:: Set of tasks ::
A: Do the following statements agree with the excerpt on cognitive debt? Answer yes or no for each, quoting the words of the text that decide it. (i) The fragile payment flow fails for 0.3% of transactions. (ii) Commercial real estate valuations dropped 20-30% in major markets. (iii) The feedback loop between shipping speed and market position is measured in months.
B: Please write out everything in the excerpt on cognitive debt from "the ratchet only" down to "it being true.".

:: Excerpt to read ::
the ratchet
in theory, the market should correct this. companies that accumulate too much cognitive debt should lose to companies that maintain understanding of their systems. quality should win in the long run.
in practice, the feedback loops work against correction.
the feedback loop between shipping speed and market position is measured in weeks. the company that launches first gets the press, the users, the signal. the feedback loop between cognitive debt and consequences is measured in months to years. the auth bug doesn't cause churn. the memory leak doesn't show up in NPS. the fragile payment flow fails for 0.3% of transactions — not enough for most users to notice.
this creates a one-directional ratchet. each competitive cycle pushes quality standards down, because the cost of being slow is immediate and visible while the cost of not understanding your own software is delayed and diffuse. the company that takes six months to build something it fully understands competes against a company that took two weeks to build something that mostly works. "mostly works" wins round one. every time.

the ratchet only turns one way. no company looks at their competitor's 3x shipping speed and says "we should slow down to understand our code better." they say "we should adopt AI coding tools to keep up." this adds more cognitive debt to the industry-wide balance sheet. the aggregate understanding of the software running the world is decreasing even as the aggregate volume of that software increases.
what nobody is pricing in
the commercial real estate market spent a decade building on the assumption that office occupancy would remain at pre-2020 levels. developers, investors, and cities made trillion-dollar decisions based on this assumption. when it broke, the correction wasn't gradual — it was a cliff. valuations dropped 40-60% in major markets. the assumption was so deeply embedded that the entire financial structure depended on it being true.
the AI-assisted software industry is building on an analogous assumption: that the cost of understanding software will eventually drop to match the cost of generating it. that models will get good enough to verify their own output. that the cognitive debt problem will solve itself as the tools improve.
maybe it will. models are genuinely improving. better context windows, better reasoning, better tool use. each generation is more capable than the last.
but understanding is a property of humans, not of code. you can generate code faster with better models. you cannot generate human understanding faster. understanding requires someone to hold a mental model of what the system does, why it does it that way, and what happens when conditions change. that mental model lives in human brains, accumulates at human speeds, and is permanently lost when the humans who hold it leave the company.
the gap between generation speed and comprehension speed is not closing. it's widening. every improvement in code generation makes it possible to produce more code per unit of human understanding. the ratio of code-to-comprehension is increasing monotonically.
and here's the part that should concern you: nobody is measuring this ratio. there is no dashboard, no metric, no quarterly report that tracks "percentage of codebase the team can confidently explain." the liability is accumulating in the dark.
when the correction comes — when companies discover that they can't modify, secure, scale, or audit systems that nobody understands — it won't announce itself gradually. it will arrive the way the commercial real estate correction arrived: all at once, larger than anyone expected, because the accounting never reflected the true cost of what was borrowed.
the $200 feature didn't cost $200.
it cost $200 to generate and $0 to not understand. the understanding was always the expensive part. we just didn't notice, because in the old economics, the act of building forced the understanding to happen as a side effect. building was slow enough that comprehension could keep up.
that's no longer true. and the bill is accumulating.

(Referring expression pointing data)
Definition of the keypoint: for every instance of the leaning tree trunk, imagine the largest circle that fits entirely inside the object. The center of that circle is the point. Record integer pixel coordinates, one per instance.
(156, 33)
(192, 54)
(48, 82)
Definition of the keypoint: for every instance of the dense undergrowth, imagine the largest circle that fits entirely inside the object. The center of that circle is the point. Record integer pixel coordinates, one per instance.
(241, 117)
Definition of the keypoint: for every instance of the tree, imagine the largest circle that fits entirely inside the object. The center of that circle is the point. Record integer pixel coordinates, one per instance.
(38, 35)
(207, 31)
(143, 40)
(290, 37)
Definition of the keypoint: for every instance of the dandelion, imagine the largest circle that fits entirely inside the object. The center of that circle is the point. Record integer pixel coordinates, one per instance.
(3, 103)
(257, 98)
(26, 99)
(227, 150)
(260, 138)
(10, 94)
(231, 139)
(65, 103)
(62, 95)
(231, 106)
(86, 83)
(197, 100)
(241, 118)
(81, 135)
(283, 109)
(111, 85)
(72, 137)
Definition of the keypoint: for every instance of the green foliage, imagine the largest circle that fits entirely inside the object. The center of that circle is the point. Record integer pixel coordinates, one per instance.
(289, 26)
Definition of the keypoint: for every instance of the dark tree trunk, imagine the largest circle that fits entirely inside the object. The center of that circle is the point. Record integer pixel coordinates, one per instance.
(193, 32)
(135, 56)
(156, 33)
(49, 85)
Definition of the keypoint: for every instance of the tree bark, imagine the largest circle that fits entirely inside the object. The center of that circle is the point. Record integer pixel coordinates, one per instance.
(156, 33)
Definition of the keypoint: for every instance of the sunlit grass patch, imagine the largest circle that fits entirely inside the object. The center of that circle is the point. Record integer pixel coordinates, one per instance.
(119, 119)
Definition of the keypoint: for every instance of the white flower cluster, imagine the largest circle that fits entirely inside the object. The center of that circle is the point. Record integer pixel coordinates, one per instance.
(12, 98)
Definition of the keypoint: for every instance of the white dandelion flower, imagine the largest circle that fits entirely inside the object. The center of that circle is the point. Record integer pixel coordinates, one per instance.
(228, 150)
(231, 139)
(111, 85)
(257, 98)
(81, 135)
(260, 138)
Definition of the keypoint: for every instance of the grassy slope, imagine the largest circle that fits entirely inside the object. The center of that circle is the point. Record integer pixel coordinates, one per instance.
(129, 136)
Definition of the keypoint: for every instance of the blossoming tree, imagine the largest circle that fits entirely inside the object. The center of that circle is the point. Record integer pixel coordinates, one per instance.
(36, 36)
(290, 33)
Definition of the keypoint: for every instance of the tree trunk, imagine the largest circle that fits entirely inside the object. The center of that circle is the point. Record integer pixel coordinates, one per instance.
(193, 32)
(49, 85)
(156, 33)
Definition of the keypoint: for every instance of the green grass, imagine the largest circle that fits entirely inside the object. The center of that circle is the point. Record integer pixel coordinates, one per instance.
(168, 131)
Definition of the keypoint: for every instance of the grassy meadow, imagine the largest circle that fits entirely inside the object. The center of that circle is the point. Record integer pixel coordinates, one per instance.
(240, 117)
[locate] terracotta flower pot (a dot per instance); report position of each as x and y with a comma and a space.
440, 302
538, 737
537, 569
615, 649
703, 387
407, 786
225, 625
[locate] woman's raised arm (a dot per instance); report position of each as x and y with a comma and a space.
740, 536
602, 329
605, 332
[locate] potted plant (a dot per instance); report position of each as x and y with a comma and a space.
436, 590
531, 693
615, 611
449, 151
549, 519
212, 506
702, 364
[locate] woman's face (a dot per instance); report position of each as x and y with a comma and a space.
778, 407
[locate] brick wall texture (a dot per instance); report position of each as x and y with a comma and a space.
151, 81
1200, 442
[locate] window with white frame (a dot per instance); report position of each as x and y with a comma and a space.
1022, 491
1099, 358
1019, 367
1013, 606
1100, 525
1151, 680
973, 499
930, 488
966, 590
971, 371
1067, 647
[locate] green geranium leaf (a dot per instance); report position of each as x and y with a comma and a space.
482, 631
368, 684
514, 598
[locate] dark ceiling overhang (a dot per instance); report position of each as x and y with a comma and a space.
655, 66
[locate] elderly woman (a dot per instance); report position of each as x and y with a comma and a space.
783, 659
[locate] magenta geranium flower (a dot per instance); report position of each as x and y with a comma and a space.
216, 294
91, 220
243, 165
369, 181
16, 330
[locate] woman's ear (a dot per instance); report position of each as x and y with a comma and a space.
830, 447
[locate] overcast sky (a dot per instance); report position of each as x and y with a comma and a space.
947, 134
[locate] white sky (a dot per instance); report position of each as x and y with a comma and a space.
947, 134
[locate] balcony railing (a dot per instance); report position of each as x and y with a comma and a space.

:: Exercise solutions ::
A:
(i) Yes: "the fragile payment flow fails for 0.3% of transactions"
(ii) No: "valuations dropped 40-60% in major markets"
(iii) No: "the feedback loop between shipping speed and market position is measured in weeks"

B:
the ratchet only turns one way. no company looks at their competitor's 3x shipping speed and says "we should slow down to understand our code better." they say "we should adopt AI coding tools to keep up." this adds more cognitive debt to the industry-wide balance sheet. the aggregate understanding of the software running the world is decreasing even as the aggregate volume of that software increases.
what nobody is pricing in
the commercial real estate market spent a decade building on the assumption that office occupancy would remain at pre-2020 levels. developers, investors, and cities made trillion-dollar decisions based on this assumption. when it broke, the correction wasn't gradual — it was a cliff. valuations dropped 40-60% in major markets. the assumption was so deeply embedded that the entire financial structure depended on it being true.